===== EXTRAIT DE LA CHRONIQUE
L’illusion de la majorité

Chronique de Louis Lapointe

L’actuel débat sur les valeurs québécoises aura probablement un effet révélateur sur ceux qui y participeront.
C’est d’ailleurs déjà commencé.
Pour ma part, jamais je ne défendrai l’idée de conserver le crucifix à l’Assemblée nationale, ni la prière à Saguenay.
Jamais je ne reconnaîtrai non plus la légitimité de la Charte canadienne des droits et libertés pour trancher ce débat.
Toutefois, je suis suffisamment lucide pour reconnaître que, quels que soient les résultats du présent exercice démocratique, ce sera la Cour Suprême qui aura le dernier mot.
Quand ce moment surviendra, elle ne s’appuiera pas sur les valeurs québécoises pour le prononcer, mais bien sur les valeurs canadiennes.
Faire cette bataille à l’ intérieur du carcan fédéral, c’est donc accepter de la perdre d’avance, peu importe la générosité de nos valeurs ou de nos sentiments.
L'histoire du Québec est celle d'un peuple conquis qui subit le dictat de la majorité canadienne, point à la ligne.
Une nouvelle charte sur les valeurs s’ajoutant aux trois autres et nous présentant encore une fois comme une majorité démocratique n’y changera rien.
Mon analyse de la situation n’a pas changé depuis 2007.
Sans l’accession à l’indépendance, sans pays, les Québécois ne pourront jamais constituer une majorité à l’intérieur du Canada.
Prétendre le contraire, c’est se mentir à soi-même.
Le mensonge des chartes
«Les Québécois auraient la chance de bénéficier de la protection de plusieurs chartes : la Charte canadienne des droits et libertés, la Charte québécoise des droits et libertés de la personne et la Charte de la langue française. Ces trois chartes ont toutes en commun qu’elles induisent le postulat que les Canadiens français du Québec forment une majorité. Une lecture contraire à la réalité !
==========
(OBJECTIF 1): Recopiez mot pour mot un passage de la chronique : commencez aux mots qui contiennent « Faire cette bataille » et arrêtez-vous après « mentir à soi-même. ».
(OBJECTIF 2): Prolongez la chronique sur l’illusion de la majorité en reprenant juste après sa dernière phrase.
===== DONNÉES RECUEILLIES
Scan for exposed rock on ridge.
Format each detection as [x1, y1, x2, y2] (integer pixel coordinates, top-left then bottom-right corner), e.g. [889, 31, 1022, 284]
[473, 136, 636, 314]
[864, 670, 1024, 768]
==========
(RÉPONSE 1):
Faire cette bataille à l’ intérieur du carcan fédéral, c’est donc accepter de la perdre d’avance, peu importe la générosité de nos valeurs ou de nos sentiments.
L'histoire du Québec est celle d'un peuple conquis qui subit le dictat de la majorité canadienne, point à la ligne.
Une nouvelle charte sur les valeurs s’ajoutant aux trois autres et nous présentant encore une fois comme une majorité démocratique n’y changera rien.
Mon analyse de la situation n’a pas changé depuis 2007.
Sans l’accession à l’indépendance, sans pays, les Québécois ne pourront jamais constituer une majorité à l’intérieur du Canada.
Prétendre le contraire, c’est se mentir à soi-même.

(RÉPONSE 2):
Par une fiction purement juridique, ces chartes transforment une minorité canadienne de langue française en majorité québécoise, de sorte que les Canadiens français du Québec ne peuvent pas jouir de la même protection juridique que les autres minorités canadiennes et québécoises. Comble de l’ironie, ils sont moins bien protégés que les Canadiens anglais du Québec, qui eux possèdent le statut de minorité, alors que nous baignons dans une mer d’anglophones.
Dans un tel contexte, nonobstant le fait qu’une loi puisse bénéficier de l’exception du caractère raisonnable, ce qui n’est pas le cas ici en vertu du jugement majoritaire de la Cour d’appel, la Charte de la langue française ne pourra jamais trouver grâce aux yeux des tribunaux puisqu’elle ne peut objectivement passer les tests de légalité des deux chartes des droits, qui offrent leurs protections seulement aux minorités. Ce que les Canadiens français ne sont pas en vertu de nos chartes.
Bien qu’étant une minorité au sein du Canada, les Canadiens français ont été transformés légalement en majorité de la même façon que le Canada a parqué légalement ses autochtones dans des réserves. Les lois canadiennes et québécoises ont créé de toutes pièces, par de pures fictions, des situations discriminatoires envers deux des trois peuples fondateurs à l’encontre de la réalité des faits objectifs. Ils ont sacrifié ces peuples sur les autels du multiculturalisme au Canada et de l’interculturalisme au Québec. Peu importe les mots, les résultats sont les mêmes.
Comme on peut le constater, le problème de nos chartes, c’est qu’elles-mêmes ne passent pas le test de l’objectivité des faits qu’elles interprètent. Elles décrivent une réalité tout autre que celle que nous percevons et vivons chaque jour sur le terrain. Elles appellent majorité une minorité et minorité une majorité.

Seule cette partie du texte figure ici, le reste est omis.